== The problem ==
How many lines in the entries below contain the word "gray"? Answer with the number and nothing else.

[Point-per-instance localization data]
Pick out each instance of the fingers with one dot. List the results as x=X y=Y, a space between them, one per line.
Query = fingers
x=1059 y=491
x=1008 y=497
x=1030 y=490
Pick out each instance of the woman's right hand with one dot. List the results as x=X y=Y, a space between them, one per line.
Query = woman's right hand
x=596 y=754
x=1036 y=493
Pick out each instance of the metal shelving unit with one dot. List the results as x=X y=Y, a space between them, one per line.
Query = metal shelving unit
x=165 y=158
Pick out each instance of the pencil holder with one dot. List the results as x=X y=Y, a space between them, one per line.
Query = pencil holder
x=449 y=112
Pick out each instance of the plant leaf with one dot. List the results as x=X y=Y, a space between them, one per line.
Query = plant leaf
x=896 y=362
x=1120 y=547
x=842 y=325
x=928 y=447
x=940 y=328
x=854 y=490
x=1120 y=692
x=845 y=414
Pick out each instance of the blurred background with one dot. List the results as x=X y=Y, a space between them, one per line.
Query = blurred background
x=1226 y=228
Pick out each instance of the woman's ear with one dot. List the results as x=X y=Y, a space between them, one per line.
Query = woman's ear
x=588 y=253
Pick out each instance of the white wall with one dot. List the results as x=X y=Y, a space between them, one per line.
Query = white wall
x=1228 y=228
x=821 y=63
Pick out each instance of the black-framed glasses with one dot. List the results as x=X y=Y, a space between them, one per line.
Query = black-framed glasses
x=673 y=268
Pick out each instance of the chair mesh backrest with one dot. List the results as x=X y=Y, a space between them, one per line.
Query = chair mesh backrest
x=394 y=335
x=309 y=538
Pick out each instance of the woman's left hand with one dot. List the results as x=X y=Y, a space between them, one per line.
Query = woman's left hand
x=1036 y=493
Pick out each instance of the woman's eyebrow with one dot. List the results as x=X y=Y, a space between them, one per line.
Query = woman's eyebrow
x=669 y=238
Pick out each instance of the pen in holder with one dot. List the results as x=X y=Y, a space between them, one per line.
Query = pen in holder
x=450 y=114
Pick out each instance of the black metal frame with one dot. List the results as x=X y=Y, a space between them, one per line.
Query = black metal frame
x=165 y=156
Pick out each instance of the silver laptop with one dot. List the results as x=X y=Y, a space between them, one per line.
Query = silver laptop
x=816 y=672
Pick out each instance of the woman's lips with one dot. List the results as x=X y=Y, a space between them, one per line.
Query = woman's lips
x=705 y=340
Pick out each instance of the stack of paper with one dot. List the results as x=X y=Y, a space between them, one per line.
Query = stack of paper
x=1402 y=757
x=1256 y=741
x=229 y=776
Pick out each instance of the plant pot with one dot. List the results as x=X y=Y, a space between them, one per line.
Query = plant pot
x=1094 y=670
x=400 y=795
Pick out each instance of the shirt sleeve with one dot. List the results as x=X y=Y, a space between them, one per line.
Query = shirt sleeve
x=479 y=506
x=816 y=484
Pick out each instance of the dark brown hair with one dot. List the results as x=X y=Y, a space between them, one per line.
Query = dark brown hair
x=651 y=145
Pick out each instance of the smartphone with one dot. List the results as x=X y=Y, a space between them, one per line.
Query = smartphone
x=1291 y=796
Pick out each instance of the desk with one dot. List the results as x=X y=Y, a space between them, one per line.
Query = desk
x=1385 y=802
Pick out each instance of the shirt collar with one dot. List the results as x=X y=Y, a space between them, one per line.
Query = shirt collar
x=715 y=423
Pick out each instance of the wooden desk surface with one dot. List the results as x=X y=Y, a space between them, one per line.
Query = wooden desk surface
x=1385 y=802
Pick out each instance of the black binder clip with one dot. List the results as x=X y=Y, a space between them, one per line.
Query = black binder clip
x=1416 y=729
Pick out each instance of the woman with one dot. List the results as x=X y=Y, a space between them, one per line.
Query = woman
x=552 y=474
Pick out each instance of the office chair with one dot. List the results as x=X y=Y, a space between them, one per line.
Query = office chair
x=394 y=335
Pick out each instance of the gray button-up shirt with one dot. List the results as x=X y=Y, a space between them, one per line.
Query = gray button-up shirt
--
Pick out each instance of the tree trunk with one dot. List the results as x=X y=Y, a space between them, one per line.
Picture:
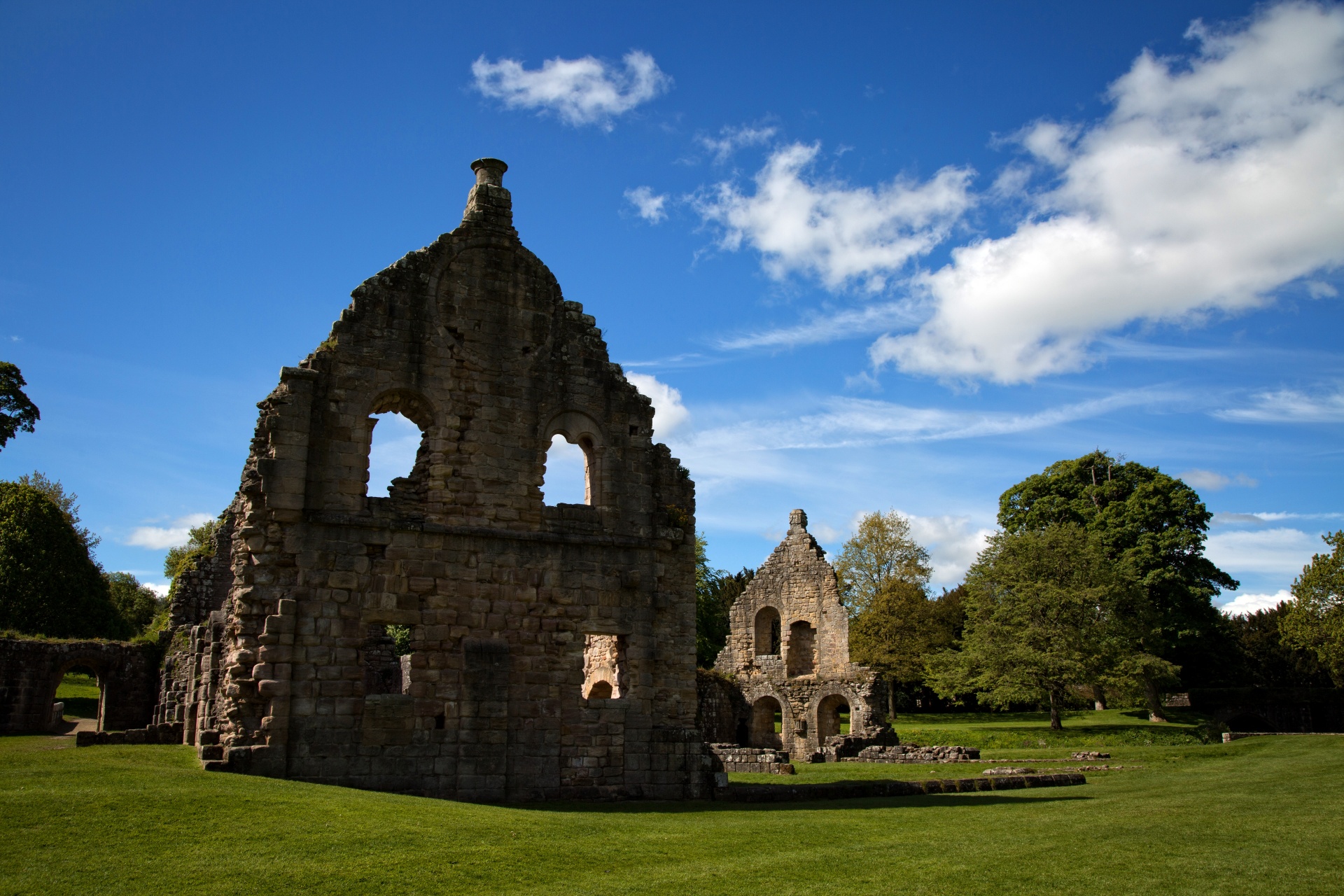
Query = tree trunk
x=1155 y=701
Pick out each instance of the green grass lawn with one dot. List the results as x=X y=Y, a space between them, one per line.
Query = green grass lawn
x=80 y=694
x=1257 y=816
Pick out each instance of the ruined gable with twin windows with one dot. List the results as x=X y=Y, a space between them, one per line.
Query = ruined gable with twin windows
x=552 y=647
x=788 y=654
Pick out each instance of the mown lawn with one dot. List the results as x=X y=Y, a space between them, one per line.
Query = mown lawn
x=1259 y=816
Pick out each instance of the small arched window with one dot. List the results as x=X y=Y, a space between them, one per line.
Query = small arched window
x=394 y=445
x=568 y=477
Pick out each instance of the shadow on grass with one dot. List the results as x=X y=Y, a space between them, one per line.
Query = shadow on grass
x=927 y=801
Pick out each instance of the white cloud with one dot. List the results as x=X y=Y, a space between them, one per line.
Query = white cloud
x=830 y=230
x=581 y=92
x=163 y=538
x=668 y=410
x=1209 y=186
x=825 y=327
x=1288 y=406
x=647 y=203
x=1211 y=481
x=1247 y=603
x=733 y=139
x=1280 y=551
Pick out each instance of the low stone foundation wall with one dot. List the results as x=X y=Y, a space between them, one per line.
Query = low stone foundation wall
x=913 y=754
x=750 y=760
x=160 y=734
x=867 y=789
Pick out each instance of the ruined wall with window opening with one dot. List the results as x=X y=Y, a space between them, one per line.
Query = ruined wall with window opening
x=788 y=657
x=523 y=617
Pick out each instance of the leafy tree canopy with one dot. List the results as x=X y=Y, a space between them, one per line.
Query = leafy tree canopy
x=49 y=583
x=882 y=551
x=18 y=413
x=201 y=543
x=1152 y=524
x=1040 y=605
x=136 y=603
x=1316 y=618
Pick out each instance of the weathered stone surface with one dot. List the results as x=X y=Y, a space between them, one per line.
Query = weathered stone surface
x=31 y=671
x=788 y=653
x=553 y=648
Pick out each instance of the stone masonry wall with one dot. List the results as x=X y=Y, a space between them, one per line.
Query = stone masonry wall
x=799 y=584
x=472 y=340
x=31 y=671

== Task solution ==
2